#### TASK DESCRIPTION:
All entries given below are to be returned word for word.

#### MATERIAL FOR THIS TASK:

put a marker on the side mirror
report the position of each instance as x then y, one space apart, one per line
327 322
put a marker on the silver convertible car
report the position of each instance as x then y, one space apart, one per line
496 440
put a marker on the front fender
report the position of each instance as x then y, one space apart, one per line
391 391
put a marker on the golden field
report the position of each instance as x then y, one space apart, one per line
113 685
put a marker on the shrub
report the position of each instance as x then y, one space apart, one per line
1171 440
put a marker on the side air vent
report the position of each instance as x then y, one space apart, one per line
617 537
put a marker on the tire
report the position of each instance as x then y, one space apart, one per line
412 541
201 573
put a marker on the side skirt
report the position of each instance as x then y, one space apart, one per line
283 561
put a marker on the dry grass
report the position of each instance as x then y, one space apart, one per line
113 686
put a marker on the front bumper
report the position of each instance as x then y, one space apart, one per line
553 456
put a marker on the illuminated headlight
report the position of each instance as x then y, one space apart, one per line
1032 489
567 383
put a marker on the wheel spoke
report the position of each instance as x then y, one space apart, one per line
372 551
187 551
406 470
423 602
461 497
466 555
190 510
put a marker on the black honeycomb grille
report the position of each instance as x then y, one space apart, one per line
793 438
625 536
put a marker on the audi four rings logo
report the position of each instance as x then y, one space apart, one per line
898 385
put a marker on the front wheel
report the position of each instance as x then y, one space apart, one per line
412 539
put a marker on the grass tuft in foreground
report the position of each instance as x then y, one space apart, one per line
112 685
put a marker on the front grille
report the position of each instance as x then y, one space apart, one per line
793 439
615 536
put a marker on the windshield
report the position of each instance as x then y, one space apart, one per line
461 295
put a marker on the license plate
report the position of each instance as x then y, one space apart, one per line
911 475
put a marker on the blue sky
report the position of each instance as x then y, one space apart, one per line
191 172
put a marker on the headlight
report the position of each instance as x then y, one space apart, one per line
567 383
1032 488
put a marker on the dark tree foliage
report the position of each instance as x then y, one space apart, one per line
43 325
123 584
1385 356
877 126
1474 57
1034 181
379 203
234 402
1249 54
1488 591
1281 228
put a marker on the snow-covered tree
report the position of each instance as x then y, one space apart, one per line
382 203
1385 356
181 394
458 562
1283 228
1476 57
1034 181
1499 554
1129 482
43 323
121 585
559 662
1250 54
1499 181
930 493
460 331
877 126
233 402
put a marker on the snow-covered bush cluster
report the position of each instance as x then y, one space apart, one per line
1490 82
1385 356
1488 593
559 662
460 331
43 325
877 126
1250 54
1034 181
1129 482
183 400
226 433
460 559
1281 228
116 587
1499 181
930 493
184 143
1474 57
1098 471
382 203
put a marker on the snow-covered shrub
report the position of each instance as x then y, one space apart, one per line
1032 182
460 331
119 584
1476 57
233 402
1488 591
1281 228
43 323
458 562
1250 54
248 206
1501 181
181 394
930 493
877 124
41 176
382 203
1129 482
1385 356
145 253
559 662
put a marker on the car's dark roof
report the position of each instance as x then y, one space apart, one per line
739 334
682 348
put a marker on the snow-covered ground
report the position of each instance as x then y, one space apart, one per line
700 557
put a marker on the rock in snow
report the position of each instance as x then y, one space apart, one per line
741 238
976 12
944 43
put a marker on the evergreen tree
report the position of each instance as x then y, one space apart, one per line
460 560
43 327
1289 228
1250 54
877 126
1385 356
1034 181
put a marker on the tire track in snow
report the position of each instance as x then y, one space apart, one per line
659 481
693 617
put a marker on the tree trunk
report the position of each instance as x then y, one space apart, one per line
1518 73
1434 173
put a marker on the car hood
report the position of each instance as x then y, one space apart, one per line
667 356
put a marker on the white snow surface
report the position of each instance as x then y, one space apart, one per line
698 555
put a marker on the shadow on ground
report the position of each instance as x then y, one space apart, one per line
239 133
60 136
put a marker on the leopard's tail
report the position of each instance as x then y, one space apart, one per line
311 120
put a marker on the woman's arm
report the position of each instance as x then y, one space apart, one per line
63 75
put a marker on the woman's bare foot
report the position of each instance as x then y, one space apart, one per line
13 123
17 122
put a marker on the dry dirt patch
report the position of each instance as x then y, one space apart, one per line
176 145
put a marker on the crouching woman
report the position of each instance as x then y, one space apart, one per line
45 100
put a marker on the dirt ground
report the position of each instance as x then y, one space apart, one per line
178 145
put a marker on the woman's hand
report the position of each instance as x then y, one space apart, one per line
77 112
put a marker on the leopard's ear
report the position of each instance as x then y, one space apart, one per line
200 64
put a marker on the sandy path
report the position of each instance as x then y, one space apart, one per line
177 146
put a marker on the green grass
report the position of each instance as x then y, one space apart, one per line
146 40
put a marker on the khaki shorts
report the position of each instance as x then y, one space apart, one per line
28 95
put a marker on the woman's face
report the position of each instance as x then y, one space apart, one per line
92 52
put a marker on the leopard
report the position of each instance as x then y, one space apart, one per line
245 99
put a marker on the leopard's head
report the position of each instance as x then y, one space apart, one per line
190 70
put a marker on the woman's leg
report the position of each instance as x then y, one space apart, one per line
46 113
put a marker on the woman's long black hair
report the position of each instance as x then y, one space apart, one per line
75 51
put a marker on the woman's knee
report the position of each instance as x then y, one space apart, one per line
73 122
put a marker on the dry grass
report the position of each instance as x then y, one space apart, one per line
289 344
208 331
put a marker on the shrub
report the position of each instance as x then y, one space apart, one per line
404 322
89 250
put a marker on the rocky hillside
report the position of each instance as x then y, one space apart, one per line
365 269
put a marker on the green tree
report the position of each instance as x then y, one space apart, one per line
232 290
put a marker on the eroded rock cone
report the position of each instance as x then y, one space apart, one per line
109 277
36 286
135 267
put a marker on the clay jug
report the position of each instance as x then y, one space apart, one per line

#### ANSWER BOX:
put a marker on the side mirror
report the position of each instance as x then y, one space apart, one per line
327 322
put a marker on the silver convertible car
report the position of each instance as x then y, one space apart, one per line
496 440
put a marker on the front fender
report the position of each instance as x then y, one space apart, one per line
391 391
put a marker on the golden field
report the position of each instance as x then y, one space apart, one per line
113 685
put a marker on the shrub
report the position of each instance as x then y, one space apart, one per line
1171 440
put a marker on the side air vent
report the position of each instance as x then y, one space apart, one per line
617 537
put a marker on the tire
report the position of each instance as x then y, one space apart, one per line
412 541
201 573
put a marker on the side skirt
report the position of each instance as x then y, one space apart, one per line
283 561
put a marker on the dry grass
report the position of each instance as x then y, one space apart, one per line
113 686
put a marker on the front bumper
report the position of each instance as x then y, one space apart, one per line
553 456
put a marker on the illuminated headlight
report the position of each instance as x then y, one space apart, one per line
1032 489
567 383
put a marker on the wheel spoke
report the position of each instance as x then y, one space apart, one per line
372 551
187 551
406 470
423 602
461 497
466 555
190 510
put a marker on the black honeycomb grille
report the position of each instance as x then y, one space apart, one per line
793 438
625 536
put a marker on the audi four rings logo
report the position of each instance as x then y, one space apart, one per line
898 385
put a marker on the front wheel
report the position of each instance as x then y, one space apart, one per line
412 539
put a marker on the grass tuft in foreground
report the position of each instance as x then y, one space apart, one per line
112 685
put a marker on the front grille
report the position of each instance as x then y, one space apart, one per line
793 439
615 536
put a marker on the windshield
report the position of each instance as x then y, one space apart, one per line
461 295
put a marker on the license plate
report the position of each instance as x then y, one space apart, one per line
911 475
put a marker on the blue sky
report the position of each instance as x then y, one space apart, one per line
191 172
put a marker on the headlight
report the position of each instance as x then y, one space apart, one per line
567 383
1032 488
put a marker on the dark tree foliage
report the position of each instance as x then y, one space apart, one per line
43 325
123 584
1385 356
877 126
1474 57
1034 181
379 203
234 402
1249 54
1488 591
1281 228
put a marker on the snow-covered tree
report the position of each instance as x then y, one space apart, one per line
382 203
1385 356
181 394
458 562
1283 228
1476 57
1034 181
1499 554
1129 482
43 323
121 585
559 662
1250 54
1499 181
930 493
460 331
877 126
233 402
put a marker on the snow-covered bush cluster
report the position of each instance as x then y, one space apart, one per line
1490 82
1385 356
1488 593
559 662
460 331
43 325
877 126
1250 54
1034 181
1129 482
183 400
226 433
460 559
1281 228
116 587
1499 181
930 493
184 143
1474 57
1098 471
382 203
put a marker on the snow-covered shrub
report the position of each instance as x then y, one space apart, one per line
1032 182
460 331
119 584
1476 57
233 402
1488 591
1281 228
43 323
458 562
1250 54
248 206
1501 181
181 394
930 493
877 124
41 176
382 203
1129 482
1385 356
145 253
559 662
put a marker on the car's dark roof
report the position of each instance as x then y, one space apart, one per line
739 334
682 348
put a marker on the snow-covered ground
report the position of each instance as x then y, one space apart, one per line
700 557
put a marker on the rock in snow
report the position of each instance as x then y, one space apart, one per line
741 238
976 12
944 43
put a marker on the evergreen tree
report the position of each instance as x then y, one space apart, one per line
460 560
43 327
1289 228
1250 54
877 126
1385 356
1034 181
put a marker on the tire track in snow
report the position of each instance as x then y, one space apart, one per line
659 481
693 617
put a marker on the tree trunk
report the position of each instance as x then y, one space apart, one per line
1518 73
1434 173
put a marker on the car hood
report the position of each instance as x then y, one space apart, one per line
667 356
put a marker on the white snow surface
report the position of each instance as x then y, one space apart, one per line
698 555
put a marker on the shadow on ground
report the position of each instance as x then y, one space apart, one per line
239 133
60 136
put a marker on the leopard's tail
report the position of each instance as x then y, one space apart, one per line
311 120
put a marker on the woman's arm
report the position of each instance as x then y, one space apart, one per line
63 75
put a marker on the woman's bare foot
report the position of each instance as x then y, one space apart, one per line
13 123
17 122
put a marker on the dry dirt patch
report the position of each instance as x then y, one space apart, one per line
176 145
put a marker on the crouching woman
report the position of each instance as x then y, one space apart, one per line
45 100
put a marker on the dirt ground
report the position of each instance as x then y, one space apart, one per line
178 145
put a marker on the woman's hand
report the position of each instance as x then y, one space apart, one per line
77 112
put a marker on the leopard's ear
report the position of each instance as x then y, one space apart, one per line
200 64
put a marker on the sandy path
report the position of each instance as x then y, one space apart, one per line
177 146
put a marker on the green grass
report the position of each instance as x then y, one space apart, one per line
146 40
put a marker on the khaki shorts
report the position of each instance as x then y, one space apart, one per line
28 95
put a marker on the woman's face
report the position of each instance as x then y, one space apart, one per line
92 52
put a marker on the leopard
report the position of each instance as x then y, one space apart, one per line
245 99
put a marker on the leopard's head
report the position of each instance as x then y, one space apart, one per line
190 70
put a marker on the woman's leg
report the position of each instance as x then y, one space apart, one per line
46 113
put a marker on the woman's long black hair
report the position of each instance as x then y, one space apart, one per line
75 51
put a marker on the woman's knee
report the position of each instance as x then y, one space apart, one per line
73 122
put a marker on the dry grass
report the position of each instance as x then y, one space apart, one per line
289 344
208 331
put a marker on the shrub
report the position of each instance as x then y, one space apart, one per line
404 322
89 250
put a marker on the rocky hillside
report the position of each instance as x then y, one space apart, one per line
365 269
put a marker on the green tree
report the position of each instance as x then y, one space apart, one per line
232 290
put a marker on the eroded rock cone
report the position of each instance as x then y, one space apart, one per line
109 277
36 286
135 267
put a marker on the clay jug
report the position of each instance as x then y, one space apart, one per line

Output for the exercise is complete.